▶ **Supplied text**
I went ahead, checked the source-code and reported back we should just do it in PyTorch. Back then I’d blame lack of documentation and a missing map to the source-code. My advisor, unsurprisingly held on to the requirement - it’s just a bunch of matrix multiplies, why is it so hard to move from C++ to Python? Basically I had to find the parts where the said matrices showed up in code and use it - except it was taking long. I tried a lot of stuff - used Doxygen to generate diagrams, opened up source files based on names. Tried to step through the GDB debugger to find which lines of source where getting executed. I’d be naive and go back and report these things to my advisor who mostly works in computer vision to see blank faces all the time. The efforts didn’t succeed (or we did not wait for it rather).

On the bright side, I did learn quite a bit of C++ tooling and developed some interest in the area. Fast forward 5 years, I have moved from Python machine learning training to AI inference and learning to write machine learning frameworks and had come full circle to a similar task.

The task

A task pending long in my to-do list is polish lemonade, a translation input method engine for easier use. The blocker was that the input-method kept hanging on language-switches, and I could not reason with the large bergamot-source why it was happening. I was procrastinating diving deeper, until contemporary efforts such as ggerganov/ggml and karpathy/llama2.c got me thinking - wouldn’t my translation inference only need specialized code for just one class of models?

The models are transformers with only minor modifications. The tiny11 class of models are actually quite small after 8-bit quantization - ende.student.tiny11 is 17MB on my system. marian-dev is source-code I’d been lurking around for about 2 years.

bergamot-translator builds on top of marian-dev and uses the inference code-path from marian-dev. While marian is a a capable neural network library with focus on machine translation, all the bells and whistles that come with it are not necessary to run inference on client-machines (e.g: autograd, multiple sequence-to-sequence architecture support, beam-search). When I started marian used to be a monstrous 30 minute compile on my laptop, which I brought down using ccache and wrote about - stripping the code to only inference would make that look lame and useless. I would not even need ccache anymore.

[Labeled-object pointing records]
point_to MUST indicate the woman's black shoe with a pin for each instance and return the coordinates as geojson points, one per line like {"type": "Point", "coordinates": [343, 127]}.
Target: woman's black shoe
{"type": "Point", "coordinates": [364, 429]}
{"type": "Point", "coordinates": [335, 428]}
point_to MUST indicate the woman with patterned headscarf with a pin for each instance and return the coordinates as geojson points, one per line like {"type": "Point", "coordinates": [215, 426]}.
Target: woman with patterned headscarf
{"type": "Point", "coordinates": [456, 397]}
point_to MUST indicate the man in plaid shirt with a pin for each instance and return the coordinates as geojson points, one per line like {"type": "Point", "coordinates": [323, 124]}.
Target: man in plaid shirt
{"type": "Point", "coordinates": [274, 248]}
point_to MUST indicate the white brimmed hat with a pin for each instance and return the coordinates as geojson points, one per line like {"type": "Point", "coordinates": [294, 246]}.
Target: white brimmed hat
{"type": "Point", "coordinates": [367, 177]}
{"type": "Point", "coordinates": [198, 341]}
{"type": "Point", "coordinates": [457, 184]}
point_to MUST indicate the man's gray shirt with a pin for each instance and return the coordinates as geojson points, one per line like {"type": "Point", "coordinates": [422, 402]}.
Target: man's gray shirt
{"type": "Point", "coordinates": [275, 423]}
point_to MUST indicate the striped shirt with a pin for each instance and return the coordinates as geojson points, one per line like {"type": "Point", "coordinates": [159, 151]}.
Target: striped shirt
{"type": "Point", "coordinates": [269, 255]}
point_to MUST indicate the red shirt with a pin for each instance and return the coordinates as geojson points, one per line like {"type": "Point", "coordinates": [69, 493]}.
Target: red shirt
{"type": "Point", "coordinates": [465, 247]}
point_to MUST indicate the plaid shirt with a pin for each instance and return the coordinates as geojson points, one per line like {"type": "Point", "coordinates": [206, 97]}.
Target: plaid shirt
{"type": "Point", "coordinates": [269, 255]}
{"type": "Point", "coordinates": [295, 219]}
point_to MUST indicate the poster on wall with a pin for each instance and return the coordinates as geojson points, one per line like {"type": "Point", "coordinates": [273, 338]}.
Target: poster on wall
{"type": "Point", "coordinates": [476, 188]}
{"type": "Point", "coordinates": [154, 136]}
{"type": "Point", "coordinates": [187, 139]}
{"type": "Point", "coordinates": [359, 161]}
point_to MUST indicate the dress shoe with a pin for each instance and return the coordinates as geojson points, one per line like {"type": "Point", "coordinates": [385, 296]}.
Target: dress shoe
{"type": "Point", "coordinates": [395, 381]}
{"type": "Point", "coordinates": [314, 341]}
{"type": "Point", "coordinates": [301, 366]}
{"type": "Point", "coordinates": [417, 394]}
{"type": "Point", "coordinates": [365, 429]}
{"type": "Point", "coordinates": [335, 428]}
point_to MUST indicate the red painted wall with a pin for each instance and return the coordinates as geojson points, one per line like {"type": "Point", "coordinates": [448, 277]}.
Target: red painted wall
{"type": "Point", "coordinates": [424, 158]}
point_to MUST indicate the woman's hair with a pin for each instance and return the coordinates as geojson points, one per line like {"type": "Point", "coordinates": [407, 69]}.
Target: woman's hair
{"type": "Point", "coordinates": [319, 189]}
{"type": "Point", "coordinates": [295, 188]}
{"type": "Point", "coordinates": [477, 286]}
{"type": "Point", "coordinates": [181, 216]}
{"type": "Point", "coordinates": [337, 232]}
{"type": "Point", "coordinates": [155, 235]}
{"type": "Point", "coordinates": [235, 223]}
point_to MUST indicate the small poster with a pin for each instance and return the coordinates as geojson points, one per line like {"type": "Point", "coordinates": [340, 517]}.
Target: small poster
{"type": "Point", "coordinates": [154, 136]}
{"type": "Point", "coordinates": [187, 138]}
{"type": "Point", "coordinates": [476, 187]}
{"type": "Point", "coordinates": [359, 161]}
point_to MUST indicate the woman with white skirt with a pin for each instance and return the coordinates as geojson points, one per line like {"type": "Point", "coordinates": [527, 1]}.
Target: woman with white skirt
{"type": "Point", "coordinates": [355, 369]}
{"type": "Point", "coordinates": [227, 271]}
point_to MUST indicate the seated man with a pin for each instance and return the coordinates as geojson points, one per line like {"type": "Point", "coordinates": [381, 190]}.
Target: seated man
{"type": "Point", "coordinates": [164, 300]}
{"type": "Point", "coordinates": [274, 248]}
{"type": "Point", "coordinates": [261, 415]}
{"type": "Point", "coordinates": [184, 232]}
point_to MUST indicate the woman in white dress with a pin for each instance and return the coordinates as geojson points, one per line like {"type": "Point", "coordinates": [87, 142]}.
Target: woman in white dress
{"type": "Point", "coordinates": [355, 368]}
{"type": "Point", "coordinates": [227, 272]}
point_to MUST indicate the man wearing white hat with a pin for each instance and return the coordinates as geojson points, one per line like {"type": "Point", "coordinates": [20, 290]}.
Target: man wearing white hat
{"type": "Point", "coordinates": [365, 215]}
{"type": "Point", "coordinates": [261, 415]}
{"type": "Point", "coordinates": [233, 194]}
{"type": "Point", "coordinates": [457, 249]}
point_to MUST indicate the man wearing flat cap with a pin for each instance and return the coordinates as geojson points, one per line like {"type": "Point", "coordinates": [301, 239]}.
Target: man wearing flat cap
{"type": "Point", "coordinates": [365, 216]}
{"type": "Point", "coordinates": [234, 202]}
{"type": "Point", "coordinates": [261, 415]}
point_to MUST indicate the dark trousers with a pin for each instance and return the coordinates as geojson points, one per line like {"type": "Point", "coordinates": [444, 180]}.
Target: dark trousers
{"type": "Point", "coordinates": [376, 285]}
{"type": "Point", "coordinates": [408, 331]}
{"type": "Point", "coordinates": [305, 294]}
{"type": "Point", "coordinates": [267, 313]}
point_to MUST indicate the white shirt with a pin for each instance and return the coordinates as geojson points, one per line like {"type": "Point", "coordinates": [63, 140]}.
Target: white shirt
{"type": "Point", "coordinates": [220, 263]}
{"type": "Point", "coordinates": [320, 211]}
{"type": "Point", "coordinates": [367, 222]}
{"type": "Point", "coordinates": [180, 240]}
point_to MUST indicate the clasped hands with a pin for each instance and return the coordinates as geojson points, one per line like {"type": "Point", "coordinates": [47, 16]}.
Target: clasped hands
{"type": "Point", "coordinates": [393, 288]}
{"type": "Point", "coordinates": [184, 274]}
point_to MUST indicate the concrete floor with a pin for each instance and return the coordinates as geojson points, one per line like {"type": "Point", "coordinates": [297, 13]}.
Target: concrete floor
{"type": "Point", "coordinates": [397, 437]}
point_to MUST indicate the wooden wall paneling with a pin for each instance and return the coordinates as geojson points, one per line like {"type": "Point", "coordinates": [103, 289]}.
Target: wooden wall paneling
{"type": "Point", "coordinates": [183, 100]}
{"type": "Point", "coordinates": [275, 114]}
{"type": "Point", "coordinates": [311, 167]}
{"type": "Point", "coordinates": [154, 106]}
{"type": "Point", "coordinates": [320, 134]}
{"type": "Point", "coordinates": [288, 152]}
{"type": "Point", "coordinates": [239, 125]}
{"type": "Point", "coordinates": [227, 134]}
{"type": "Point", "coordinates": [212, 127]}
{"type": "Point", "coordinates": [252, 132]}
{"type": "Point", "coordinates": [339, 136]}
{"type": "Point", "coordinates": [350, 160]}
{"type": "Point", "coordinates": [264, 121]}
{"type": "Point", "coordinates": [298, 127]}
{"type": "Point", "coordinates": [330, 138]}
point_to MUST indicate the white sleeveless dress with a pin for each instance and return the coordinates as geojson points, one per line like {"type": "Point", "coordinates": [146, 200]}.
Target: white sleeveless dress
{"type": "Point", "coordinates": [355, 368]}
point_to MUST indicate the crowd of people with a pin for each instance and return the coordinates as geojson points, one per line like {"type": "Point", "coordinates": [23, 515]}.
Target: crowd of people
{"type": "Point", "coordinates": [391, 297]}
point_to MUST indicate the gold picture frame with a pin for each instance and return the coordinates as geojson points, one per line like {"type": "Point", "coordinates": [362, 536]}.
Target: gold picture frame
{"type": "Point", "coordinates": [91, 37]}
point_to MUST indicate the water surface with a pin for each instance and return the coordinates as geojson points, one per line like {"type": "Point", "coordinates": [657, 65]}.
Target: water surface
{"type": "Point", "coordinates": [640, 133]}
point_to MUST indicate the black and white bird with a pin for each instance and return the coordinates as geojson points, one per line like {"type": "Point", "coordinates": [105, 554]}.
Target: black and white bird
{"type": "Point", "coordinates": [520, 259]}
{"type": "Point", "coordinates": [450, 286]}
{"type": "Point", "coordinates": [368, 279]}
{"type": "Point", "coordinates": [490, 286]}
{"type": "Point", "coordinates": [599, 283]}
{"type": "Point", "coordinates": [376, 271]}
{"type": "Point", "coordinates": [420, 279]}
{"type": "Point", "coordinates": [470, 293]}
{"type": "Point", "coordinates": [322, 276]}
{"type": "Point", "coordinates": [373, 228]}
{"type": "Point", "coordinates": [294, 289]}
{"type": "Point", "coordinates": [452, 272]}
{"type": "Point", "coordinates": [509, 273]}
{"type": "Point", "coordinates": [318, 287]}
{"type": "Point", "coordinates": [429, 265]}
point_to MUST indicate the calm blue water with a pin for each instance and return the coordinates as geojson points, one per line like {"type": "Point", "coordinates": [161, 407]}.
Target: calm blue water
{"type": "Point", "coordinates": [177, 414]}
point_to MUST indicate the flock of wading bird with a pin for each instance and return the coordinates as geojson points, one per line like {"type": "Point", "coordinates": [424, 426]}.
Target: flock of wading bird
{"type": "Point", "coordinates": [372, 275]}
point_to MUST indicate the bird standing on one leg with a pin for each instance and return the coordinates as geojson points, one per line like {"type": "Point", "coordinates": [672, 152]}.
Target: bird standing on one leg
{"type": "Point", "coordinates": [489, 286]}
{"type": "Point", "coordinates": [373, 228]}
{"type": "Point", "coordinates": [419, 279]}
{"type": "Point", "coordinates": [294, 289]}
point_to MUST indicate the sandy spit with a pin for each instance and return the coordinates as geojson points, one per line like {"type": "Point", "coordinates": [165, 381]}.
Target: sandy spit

▶ **Aim of the task**
Carry on the write-up about stripping marian-dev down to translation inference, picking up right after its final sentence. The records are separate material with no connection to the text.

▶ **Reply**
So - write an own transformer forward pass, bring compile-times down like crazy, reduce source-complexity*, minimize dependencies, get something of possible value out of it - lot of boxes were checking themselves. Be a shame if I decided not to give it a go, especially given all the free-time I have.

So, there’s a clear destination - the approach and path still had elements of uncertainties. This is essentially the same task as 7 years ago - produce new inference code for a model trained from a library.

Approach

I had some angles in mind - (1) inspect the model binary, (2) step through a debugger checking activated paths, understand the logic behind and then implement. Copying code was okay (and a requirement, since the code computing float operations had to match), so we’d have it slightly easier.

Python

I thought of projecting 8-bit int to 32-bit float and doing the operations in PyTorch for a faster first iteration. Once there was clarity in the network architecture and I managed to realize it fast and verify with Python, implementing C++ should be easier - was the thinking.

I wrote a quick script to load the model in Python.

model.bin (truncated)

Item(Wemb, intgemm8, Shape([32000, 256]), 8192256)
Item(Wemb_QuantMultA, intgemm8, Shape([1, 1]), 256)
Item(decoder_ff_logit_out_b, float32, Shape([1, 32000]), 128000)
Item(decoder_l1_context_Wk, intgemm8, Shape([256, 256]), 65792)
...
Item(decoder_l1_ffn_b2, float32, Shape([1, 256]), 1024)
Item(decoder_l1_ffn_ffn_ln_bias, float32, Shape([1, 256]), 1024)
Item(decoder_l1_ffn_ffn_ln_scale, float32, Shape([1, 256]), 1024)
Item(decoder_l1_rnn_W, intgemm8, Shape([256, 256]), 65792)
Item(decoder_l1_rnn_W_QuantMultA, float32, Shape([1, 1]), 256)
...
Item(decoder_l2_context_Wq, intgemm8, Shape([256, 256]), 65792)
Item(decoder_l2_context_Wq_QuantMultA, float32, Shape([1, 1]), 256)
Item(decoder_l2_context_Wv, intgemm8, Shape([256, 256]), 65792)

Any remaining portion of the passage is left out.